Page excerpt =>
-.-.-

Not that any of these things are bad. Our lives demand tinkering. If I stop tinkering in one area, I find another that can use improvement. Tinkering is part of life.
But, tinkering is not the radical commitment that exemplifies the religious life. Even outside of Christianity, religion demands an all-or-nothing approach. Pascal’s wager demands that, logically, we either go all in or refuse to play the hand. Tinkering just won’t do. We must be willing to part with things we love. Not for the sake of asceticism itself, but for the sake of our God, to follow God more closely and fully and to bear God’s Image.
As a follow of Jesus, his words about dying to yourself or taking up your cross deal with so much more than watching less television. So, while we tinker, may we also think about dying: about the places that we must leave, or go, or give up to truly and dramatically bear God’s Image, in ways that we will never reach just by tinkering around near the surface.
June 11, 2009
A Little More on Story…
Christian worship is principally neither an affirmation of general truths nor an interior state of communion of the soul with God…but is rather a social meal- and word-centered communication informed by the key events of the Christian story. - David F. Ford
One way to understand ourselves as part of the story is to worship in that manner. Yet, corporate worship happens for most of us just on Sunday mornings, and the rest of the week we often fail to capture the idea of story in our lives. A few thoughts:
We often refuse to see ourselves in the story, strangely, by trying to take the story apart. I’ve been reading a book called Amazing Tales for Making Men out of Boys (I’m actually reviewing it…it’s not that I’m finally trying to become a man). The author simply tells stories of courage and daring. No explanation or how-to-apply-these-truths, no five main points from each story. Just a story about what it means to be a courageous man. I find them incredibly refreshing, and clarifying. They inspire me in ways that the author never could if he boiled three main points out of them after reading the story. I just want the story, and to see the possibility of myself in it.
By picking the story apart and saying its essence is in five truths, we’ve lost the power of the story. If the most important thing was the five truths, that’s what the author would have written.

-.-.-

Directions => Reproduce the entire passage on tinkering and Christian story word for word.

-.-.-

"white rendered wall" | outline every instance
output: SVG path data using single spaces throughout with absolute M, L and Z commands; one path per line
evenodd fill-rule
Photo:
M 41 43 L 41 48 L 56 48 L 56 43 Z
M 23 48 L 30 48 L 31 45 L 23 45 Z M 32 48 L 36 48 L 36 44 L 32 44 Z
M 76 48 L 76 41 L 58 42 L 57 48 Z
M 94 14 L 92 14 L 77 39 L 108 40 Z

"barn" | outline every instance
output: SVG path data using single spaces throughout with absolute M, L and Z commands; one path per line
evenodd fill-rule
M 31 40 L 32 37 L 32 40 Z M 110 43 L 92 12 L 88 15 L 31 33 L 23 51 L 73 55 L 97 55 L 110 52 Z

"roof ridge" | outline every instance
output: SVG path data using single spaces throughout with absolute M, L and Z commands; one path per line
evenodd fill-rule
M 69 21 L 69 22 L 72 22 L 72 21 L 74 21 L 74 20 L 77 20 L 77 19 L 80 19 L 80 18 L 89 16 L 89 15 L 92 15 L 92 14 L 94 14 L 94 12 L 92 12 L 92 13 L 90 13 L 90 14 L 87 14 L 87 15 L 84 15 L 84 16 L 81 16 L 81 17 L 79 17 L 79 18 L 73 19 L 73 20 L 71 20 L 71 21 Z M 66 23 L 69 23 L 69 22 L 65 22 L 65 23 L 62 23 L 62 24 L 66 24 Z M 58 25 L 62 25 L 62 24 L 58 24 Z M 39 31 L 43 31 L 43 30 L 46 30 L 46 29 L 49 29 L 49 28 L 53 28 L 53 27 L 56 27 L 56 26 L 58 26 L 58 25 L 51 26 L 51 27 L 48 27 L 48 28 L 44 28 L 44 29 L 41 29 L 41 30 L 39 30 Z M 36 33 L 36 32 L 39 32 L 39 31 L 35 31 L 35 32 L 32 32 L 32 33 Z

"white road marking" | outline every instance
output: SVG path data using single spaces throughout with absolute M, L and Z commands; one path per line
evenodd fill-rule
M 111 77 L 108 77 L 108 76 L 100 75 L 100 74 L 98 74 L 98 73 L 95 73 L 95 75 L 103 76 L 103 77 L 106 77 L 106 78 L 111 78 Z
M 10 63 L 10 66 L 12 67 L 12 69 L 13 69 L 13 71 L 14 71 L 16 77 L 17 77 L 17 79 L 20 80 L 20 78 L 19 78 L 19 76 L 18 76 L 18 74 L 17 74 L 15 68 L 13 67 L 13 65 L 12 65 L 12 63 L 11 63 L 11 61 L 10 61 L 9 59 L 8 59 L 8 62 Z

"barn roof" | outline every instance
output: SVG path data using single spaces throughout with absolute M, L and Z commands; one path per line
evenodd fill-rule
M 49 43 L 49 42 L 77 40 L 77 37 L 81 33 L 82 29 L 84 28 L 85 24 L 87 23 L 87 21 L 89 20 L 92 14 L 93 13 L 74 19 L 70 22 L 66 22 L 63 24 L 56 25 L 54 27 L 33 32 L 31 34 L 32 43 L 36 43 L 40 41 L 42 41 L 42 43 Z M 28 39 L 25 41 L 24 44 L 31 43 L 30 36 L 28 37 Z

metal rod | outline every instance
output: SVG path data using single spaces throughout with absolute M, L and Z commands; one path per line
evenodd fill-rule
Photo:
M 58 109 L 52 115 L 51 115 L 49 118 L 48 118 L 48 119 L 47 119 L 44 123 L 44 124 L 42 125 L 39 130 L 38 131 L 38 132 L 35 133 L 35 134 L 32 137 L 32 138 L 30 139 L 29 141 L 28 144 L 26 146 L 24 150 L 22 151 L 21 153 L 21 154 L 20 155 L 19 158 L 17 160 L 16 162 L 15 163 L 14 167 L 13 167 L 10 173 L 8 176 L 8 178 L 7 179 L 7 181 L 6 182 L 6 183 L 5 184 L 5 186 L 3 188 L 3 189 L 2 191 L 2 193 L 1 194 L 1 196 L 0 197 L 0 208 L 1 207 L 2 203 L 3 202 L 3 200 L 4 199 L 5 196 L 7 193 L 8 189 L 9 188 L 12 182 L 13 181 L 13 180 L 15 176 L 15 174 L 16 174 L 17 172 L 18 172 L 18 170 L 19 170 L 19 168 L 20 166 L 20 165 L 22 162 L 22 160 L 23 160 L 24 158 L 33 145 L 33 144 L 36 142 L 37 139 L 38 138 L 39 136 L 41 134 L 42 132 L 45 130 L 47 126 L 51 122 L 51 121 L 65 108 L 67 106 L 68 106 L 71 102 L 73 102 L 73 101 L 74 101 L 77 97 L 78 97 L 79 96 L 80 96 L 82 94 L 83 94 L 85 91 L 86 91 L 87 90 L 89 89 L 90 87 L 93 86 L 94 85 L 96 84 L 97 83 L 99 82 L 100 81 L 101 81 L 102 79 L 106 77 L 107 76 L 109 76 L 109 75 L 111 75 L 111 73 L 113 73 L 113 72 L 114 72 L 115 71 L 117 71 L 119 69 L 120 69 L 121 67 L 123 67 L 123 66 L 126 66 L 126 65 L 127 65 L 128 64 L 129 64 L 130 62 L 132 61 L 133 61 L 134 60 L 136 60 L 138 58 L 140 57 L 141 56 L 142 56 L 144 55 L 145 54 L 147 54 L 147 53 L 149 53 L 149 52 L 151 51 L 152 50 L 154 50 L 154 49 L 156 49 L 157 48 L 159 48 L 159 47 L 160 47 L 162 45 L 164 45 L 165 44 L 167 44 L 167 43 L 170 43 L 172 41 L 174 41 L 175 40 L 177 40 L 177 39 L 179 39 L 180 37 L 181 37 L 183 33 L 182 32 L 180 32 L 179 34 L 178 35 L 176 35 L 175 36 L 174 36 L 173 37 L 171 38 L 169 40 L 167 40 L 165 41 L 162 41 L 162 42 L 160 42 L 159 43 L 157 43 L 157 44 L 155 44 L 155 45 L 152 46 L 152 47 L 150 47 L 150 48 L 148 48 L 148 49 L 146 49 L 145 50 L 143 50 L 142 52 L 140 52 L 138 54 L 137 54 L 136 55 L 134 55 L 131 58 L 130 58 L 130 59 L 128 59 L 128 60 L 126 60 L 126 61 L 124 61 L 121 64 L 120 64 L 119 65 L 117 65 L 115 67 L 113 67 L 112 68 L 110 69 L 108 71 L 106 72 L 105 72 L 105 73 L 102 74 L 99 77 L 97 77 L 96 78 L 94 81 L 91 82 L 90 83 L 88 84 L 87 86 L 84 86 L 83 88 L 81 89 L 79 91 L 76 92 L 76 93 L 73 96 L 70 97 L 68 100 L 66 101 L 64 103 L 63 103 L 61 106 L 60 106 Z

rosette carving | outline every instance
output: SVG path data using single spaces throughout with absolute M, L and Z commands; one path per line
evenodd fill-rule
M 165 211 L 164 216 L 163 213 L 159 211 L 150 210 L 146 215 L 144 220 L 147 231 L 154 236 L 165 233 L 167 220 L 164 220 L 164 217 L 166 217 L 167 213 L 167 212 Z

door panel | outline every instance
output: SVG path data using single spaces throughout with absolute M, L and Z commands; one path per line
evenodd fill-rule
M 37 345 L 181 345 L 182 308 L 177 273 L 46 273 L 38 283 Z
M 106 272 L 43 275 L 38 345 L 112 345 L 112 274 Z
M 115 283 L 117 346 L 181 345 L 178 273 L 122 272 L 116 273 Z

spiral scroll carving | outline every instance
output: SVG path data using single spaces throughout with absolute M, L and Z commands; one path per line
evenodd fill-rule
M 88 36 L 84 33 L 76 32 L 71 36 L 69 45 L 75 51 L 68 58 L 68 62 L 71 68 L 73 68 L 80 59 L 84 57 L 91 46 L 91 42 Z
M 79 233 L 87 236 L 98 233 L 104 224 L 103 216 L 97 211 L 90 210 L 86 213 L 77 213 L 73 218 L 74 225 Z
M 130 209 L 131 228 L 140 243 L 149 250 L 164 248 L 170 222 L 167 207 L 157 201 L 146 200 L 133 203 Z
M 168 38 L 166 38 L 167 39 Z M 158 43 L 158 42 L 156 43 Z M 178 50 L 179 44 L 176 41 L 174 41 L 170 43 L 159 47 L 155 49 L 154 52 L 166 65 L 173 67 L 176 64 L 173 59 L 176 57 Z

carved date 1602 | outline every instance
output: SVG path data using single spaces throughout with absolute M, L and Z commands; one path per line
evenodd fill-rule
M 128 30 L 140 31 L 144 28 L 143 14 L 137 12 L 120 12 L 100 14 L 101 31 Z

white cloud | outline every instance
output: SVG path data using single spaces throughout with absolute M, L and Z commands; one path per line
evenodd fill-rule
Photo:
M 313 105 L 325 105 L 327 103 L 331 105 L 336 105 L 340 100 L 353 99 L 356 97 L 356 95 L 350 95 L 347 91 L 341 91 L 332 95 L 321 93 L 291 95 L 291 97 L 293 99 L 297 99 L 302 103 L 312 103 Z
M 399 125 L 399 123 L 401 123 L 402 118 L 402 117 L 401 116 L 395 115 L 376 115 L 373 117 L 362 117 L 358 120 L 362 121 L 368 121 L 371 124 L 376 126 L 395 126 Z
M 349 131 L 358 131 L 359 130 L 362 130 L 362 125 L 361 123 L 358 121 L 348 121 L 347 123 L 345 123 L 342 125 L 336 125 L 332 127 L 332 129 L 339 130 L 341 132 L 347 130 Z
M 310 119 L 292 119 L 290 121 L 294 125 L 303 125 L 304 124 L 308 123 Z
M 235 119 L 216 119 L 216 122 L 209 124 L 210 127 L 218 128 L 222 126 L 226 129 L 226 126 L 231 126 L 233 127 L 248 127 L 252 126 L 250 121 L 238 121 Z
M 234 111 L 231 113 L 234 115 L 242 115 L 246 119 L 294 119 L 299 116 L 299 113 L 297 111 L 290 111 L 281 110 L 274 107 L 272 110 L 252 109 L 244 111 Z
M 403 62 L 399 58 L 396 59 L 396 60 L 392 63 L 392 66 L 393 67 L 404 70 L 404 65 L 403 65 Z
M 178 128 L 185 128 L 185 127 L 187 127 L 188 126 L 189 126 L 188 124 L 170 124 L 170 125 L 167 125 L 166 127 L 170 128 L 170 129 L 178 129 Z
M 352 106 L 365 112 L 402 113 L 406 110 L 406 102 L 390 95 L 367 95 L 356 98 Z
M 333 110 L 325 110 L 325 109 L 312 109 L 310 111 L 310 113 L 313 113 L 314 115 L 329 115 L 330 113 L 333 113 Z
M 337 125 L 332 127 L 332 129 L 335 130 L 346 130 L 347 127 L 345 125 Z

-.-.-

Output below =>
Not that any of these things are bad. Our lives demand tinkering. If I stop tinkering in one area, I find another that can use improvement. Tinkering is part of life.
But, tinkering is not the radical commitment that exemplifies the religious life. Even outside of Christianity, religion demands an all-or-nothing approach. Pascal’s wager demands that, logically, we either go all in or refuse to play the hand. Tinkering just won’t do. We must be willing to part with things we love. Not for the sake of asceticism itself, but for the sake of our God, to follow God more closely and fully and to bear God’s Image.
As a follow of Jesus, his words about dying to yourself or taking up your cross deal with so much more than watching less television. So, while we tinker, may we also think about dying: about the places that we must leave, or go, or give up to truly and dramatically bear God’s Image, in ways that we will never reach just by tinkering around near the surface.
June 11, 2009
A Little More on Story…
Christian worship is principally neither an affirmation of general truths nor an interior state of communion of the soul with God…but is rather a social meal- and word-centered communication informed by the key events of the Christian story. - David F. Ford
One way to understand ourselves as part of the story is to worship in that manner. Yet, corporate worship happens for most of us just on Sunday mornings, and the rest of the week we often fail to capture the idea of story in our lives. A few thoughts:
We often refuse to see ourselves in the story, strangely, by trying to take the story apart. I’ve been reading a book called Amazing Tales for Making Men out of Boys (I’m actually reviewing it…it’s not that I’m finally trying to become a man). The author simply tells stories of courage and daring. No explanation or how-to-apply-these-truths, no five main points from each story. Just a story about what it means to be a courageous man. I find them incredibly refreshing, and clarifying. They inspire me in ways that the author never could if he boiled three main points out of them after reading the story. I just want the story, and to see the possibility of myself in it.
By picking the story apart and saying its essence is in five truths, we’ve lost the power of the story. If the most important thing was the five truths, that’s what the author would have written.